EXERCISE INSTRUCTIONS: Every line of the data must be copied exactly.

RECORD EXCERPTS:
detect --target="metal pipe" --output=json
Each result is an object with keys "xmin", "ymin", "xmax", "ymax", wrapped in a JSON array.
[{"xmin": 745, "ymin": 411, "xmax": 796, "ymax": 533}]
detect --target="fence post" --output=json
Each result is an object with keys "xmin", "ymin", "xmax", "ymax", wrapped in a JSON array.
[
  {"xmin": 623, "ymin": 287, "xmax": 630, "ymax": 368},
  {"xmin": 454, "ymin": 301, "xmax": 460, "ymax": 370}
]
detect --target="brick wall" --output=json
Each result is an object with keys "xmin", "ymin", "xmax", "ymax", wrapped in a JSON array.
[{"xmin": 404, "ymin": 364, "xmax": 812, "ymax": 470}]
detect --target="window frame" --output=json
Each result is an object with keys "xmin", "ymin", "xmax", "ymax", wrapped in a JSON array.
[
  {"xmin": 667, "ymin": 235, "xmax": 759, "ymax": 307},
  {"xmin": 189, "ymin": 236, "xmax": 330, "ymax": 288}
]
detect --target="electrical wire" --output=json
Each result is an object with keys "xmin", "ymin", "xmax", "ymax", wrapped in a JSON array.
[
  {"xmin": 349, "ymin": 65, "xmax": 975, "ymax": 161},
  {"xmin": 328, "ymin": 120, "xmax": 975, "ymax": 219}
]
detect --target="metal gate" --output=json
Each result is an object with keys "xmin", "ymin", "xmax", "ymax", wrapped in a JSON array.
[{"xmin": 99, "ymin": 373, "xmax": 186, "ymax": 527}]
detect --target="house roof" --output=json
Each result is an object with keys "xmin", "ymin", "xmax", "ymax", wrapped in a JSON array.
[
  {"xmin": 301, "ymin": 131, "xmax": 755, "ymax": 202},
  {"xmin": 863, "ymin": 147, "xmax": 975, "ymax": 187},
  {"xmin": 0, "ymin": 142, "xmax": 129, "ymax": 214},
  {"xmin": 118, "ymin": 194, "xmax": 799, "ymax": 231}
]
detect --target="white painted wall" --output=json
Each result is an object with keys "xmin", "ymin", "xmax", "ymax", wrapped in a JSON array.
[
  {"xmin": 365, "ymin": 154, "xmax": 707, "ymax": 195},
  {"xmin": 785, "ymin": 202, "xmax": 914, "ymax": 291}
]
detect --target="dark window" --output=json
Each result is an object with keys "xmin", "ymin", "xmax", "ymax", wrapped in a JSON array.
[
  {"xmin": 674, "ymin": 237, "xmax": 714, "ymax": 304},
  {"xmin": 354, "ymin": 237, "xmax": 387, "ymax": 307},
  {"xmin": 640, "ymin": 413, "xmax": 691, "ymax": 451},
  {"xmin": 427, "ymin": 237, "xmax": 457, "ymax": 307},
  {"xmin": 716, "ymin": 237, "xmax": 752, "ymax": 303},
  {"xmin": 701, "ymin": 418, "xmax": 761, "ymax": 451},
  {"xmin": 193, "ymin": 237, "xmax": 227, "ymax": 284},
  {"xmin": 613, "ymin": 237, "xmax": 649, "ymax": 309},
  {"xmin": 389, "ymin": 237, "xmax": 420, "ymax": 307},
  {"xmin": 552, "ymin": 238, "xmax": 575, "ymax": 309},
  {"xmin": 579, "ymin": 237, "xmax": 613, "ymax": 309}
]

OUTPUT:
detect --target="metal pipe" --output=json
Each result is an object with keys "xmin", "ymin", "xmax", "ymax", wrapped in a JSON array.
[{"xmin": 745, "ymin": 411, "xmax": 796, "ymax": 533}]
detect --target="fence post" --output=json
Each result is an object with keys "xmin", "ymin", "xmax", "ymax", wrapped in a JSON array.
[
  {"xmin": 623, "ymin": 287, "xmax": 630, "ymax": 368},
  {"xmin": 454, "ymin": 301, "xmax": 460, "ymax": 370}
]
detect --target="brick wall" --output=json
Each result is an object with keys "xmin", "ymin", "xmax", "ymax", wrapped in a JSON array.
[{"xmin": 404, "ymin": 364, "xmax": 812, "ymax": 470}]
detect --target="window frame" --output=json
Each result is an object with keys "xmin", "ymin", "xmax", "ymax", wrapped in a JSON array.
[
  {"xmin": 667, "ymin": 235, "xmax": 759, "ymax": 307},
  {"xmin": 189, "ymin": 236, "xmax": 330, "ymax": 288}
]
detect --target="electrical wire" --output=json
Each result is an object with keys "xmin", "ymin", "xmax", "ymax", wrapped in a JSON array.
[
  {"xmin": 349, "ymin": 65, "xmax": 975, "ymax": 161},
  {"xmin": 328, "ymin": 120, "xmax": 975, "ymax": 219}
]
detect --target="metal gate" --output=json
Each result is an object with keys "xmin", "ymin", "xmax", "ymax", wrapped in a JSON array.
[{"xmin": 99, "ymin": 373, "xmax": 186, "ymax": 527}]
detect --target="house roof" --output=json
Each result is an object with keys "xmin", "ymin", "xmax", "ymax", wrapped in a JSON array.
[
  {"xmin": 301, "ymin": 131, "xmax": 755, "ymax": 202},
  {"xmin": 863, "ymin": 147, "xmax": 975, "ymax": 187},
  {"xmin": 0, "ymin": 142, "xmax": 129, "ymax": 214},
  {"xmin": 118, "ymin": 194, "xmax": 799, "ymax": 231}
]
detect --target="white painted wall" --output=json
Each result is an object with keys "xmin", "ymin", "xmax", "ymax", wrapped in a JSON array.
[
  {"xmin": 365, "ymin": 154, "xmax": 707, "ymax": 195},
  {"xmin": 785, "ymin": 202, "xmax": 914, "ymax": 291}
]
detect --target="dark window" --output=json
Each result is an object with keys "xmin", "ymin", "xmax", "ymax", wrapped in a JSON array.
[
  {"xmin": 674, "ymin": 237, "xmax": 714, "ymax": 304},
  {"xmin": 354, "ymin": 237, "xmax": 387, "ymax": 307},
  {"xmin": 640, "ymin": 413, "xmax": 691, "ymax": 451},
  {"xmin": 427, "ymin": 237, "xmax": 457, "ymax": 307},
  {"xmin": 716, "ymin": 237, "xmax": 752, "ymax": 303},
  {"xmin": 701, "ymin": 418, "xmax": 761, "ymax": 451},
  {"xmin": 193, "ymin": 237, "xmax": 227, "ymax": 284},
  {"xmin": 613, "ymin": 237, "xmax": 649, "ymax": 309},
  {"xmin": 389, "ymin": 237, "xmax": 420, "ymax": 307},
  {"xmin": 552, "ymin": 238, "xmax": 575, "ymax": 309},
  {"xmin": 579, "ymin": 237, "xmax": 613, "ymax": 309}
]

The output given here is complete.